Point localization data:
----------

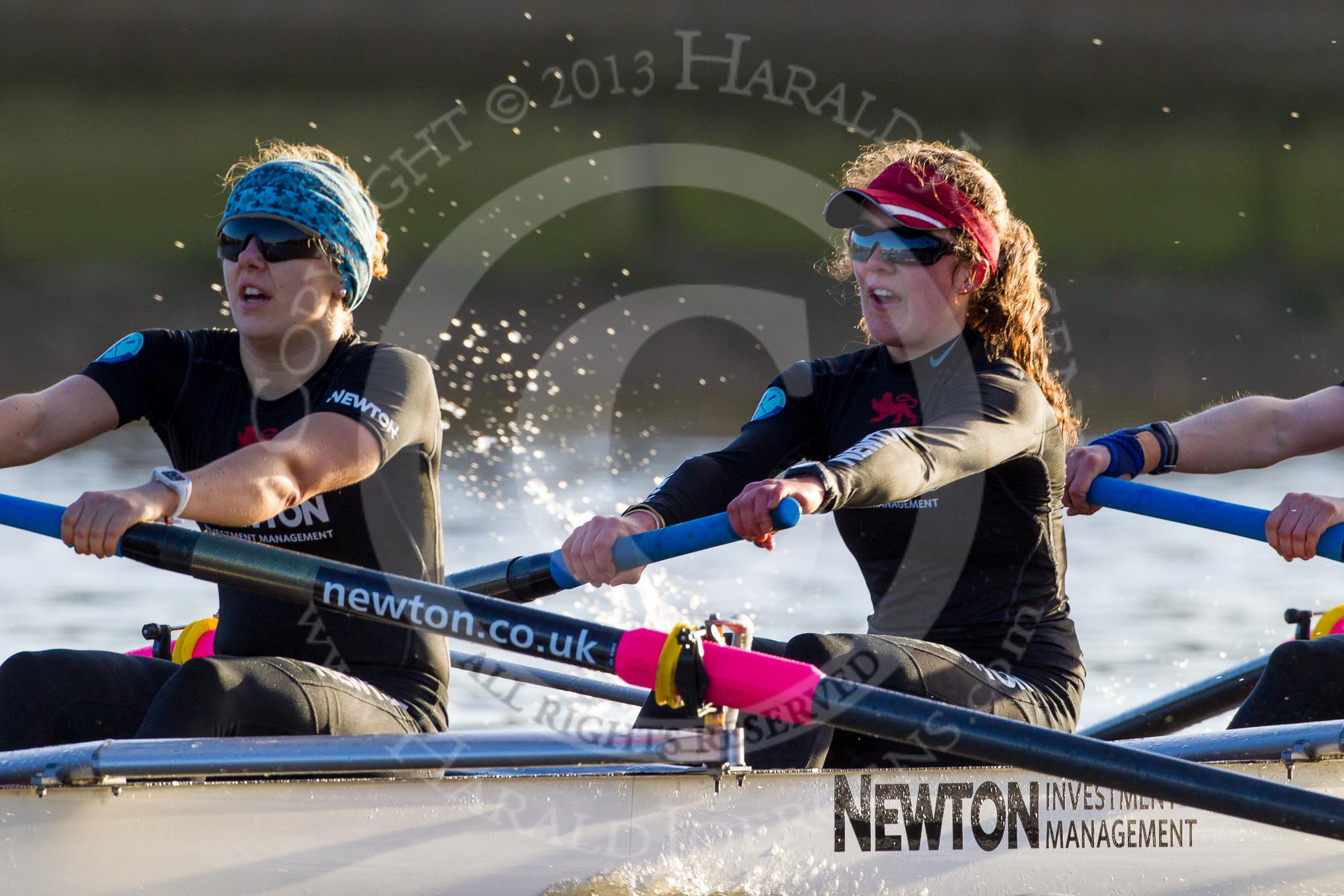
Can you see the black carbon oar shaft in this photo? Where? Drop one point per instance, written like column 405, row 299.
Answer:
column 862, row 708
column 978, row 735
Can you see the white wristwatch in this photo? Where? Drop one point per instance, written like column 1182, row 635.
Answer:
column 176, row 481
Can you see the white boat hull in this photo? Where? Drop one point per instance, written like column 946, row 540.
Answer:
column 652, row 832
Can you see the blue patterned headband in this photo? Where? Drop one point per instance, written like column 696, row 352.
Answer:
column 321, row 197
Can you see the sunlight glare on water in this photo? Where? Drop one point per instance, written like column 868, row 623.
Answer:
column 1158, row 605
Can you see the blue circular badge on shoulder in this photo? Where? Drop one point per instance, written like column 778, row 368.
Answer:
column 771, row 404
column 125, row 349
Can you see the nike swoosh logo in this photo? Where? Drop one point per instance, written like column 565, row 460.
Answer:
column 934, row 361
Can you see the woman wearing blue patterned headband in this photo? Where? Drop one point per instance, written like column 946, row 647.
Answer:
column 286, row 430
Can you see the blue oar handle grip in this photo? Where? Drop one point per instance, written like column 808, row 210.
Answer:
column 1191, row 510
column 675, row 540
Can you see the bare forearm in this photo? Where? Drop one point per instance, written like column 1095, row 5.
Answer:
column 19, row 429
column 1249, row 433
column 244, row 488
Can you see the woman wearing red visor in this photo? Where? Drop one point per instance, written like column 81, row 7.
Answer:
column 940, row 451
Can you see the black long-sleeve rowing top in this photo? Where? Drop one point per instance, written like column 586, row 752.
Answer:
column 945, row 476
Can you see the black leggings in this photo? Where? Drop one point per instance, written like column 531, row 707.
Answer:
column 69, row 696
column 921, row 668
column 1302, row 683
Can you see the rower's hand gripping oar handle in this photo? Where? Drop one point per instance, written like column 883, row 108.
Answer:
column 630, row 553
column 675, row 540
column 1191, row 510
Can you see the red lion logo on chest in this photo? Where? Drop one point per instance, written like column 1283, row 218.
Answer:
column 251, row 435
column 901, row 409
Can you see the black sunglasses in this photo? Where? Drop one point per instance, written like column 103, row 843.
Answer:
column 898, row 245
column 278, row 241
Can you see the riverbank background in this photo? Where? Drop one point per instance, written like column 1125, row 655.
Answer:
column 605, row 231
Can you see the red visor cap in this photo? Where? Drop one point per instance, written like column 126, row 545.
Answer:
column 924, row 201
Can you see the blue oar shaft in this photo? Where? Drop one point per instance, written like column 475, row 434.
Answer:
column 740, row 677
column 529, row 578
column 534, row 577
column 675, row 541
column 1191, row 510
column 31, row 516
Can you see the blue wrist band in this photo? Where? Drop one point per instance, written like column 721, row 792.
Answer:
column 1127, row 455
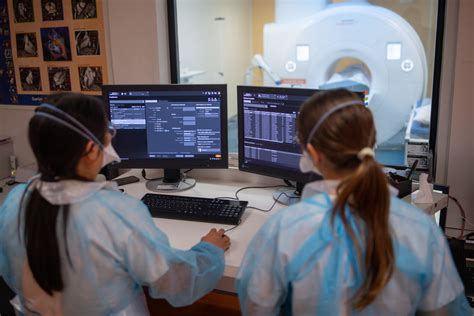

----------

TASK DESCRIPTION >> Whenever a line above includes the string "visor", copy it.

YOUR SOLUTION >>
Can you see the woman wearing red visor in this photo? Where? Drop one point per instance, written like column 81, row 7.
Can you see the red visor cap in this photo? Where? Drop one point per instance, written like column 126, row 545.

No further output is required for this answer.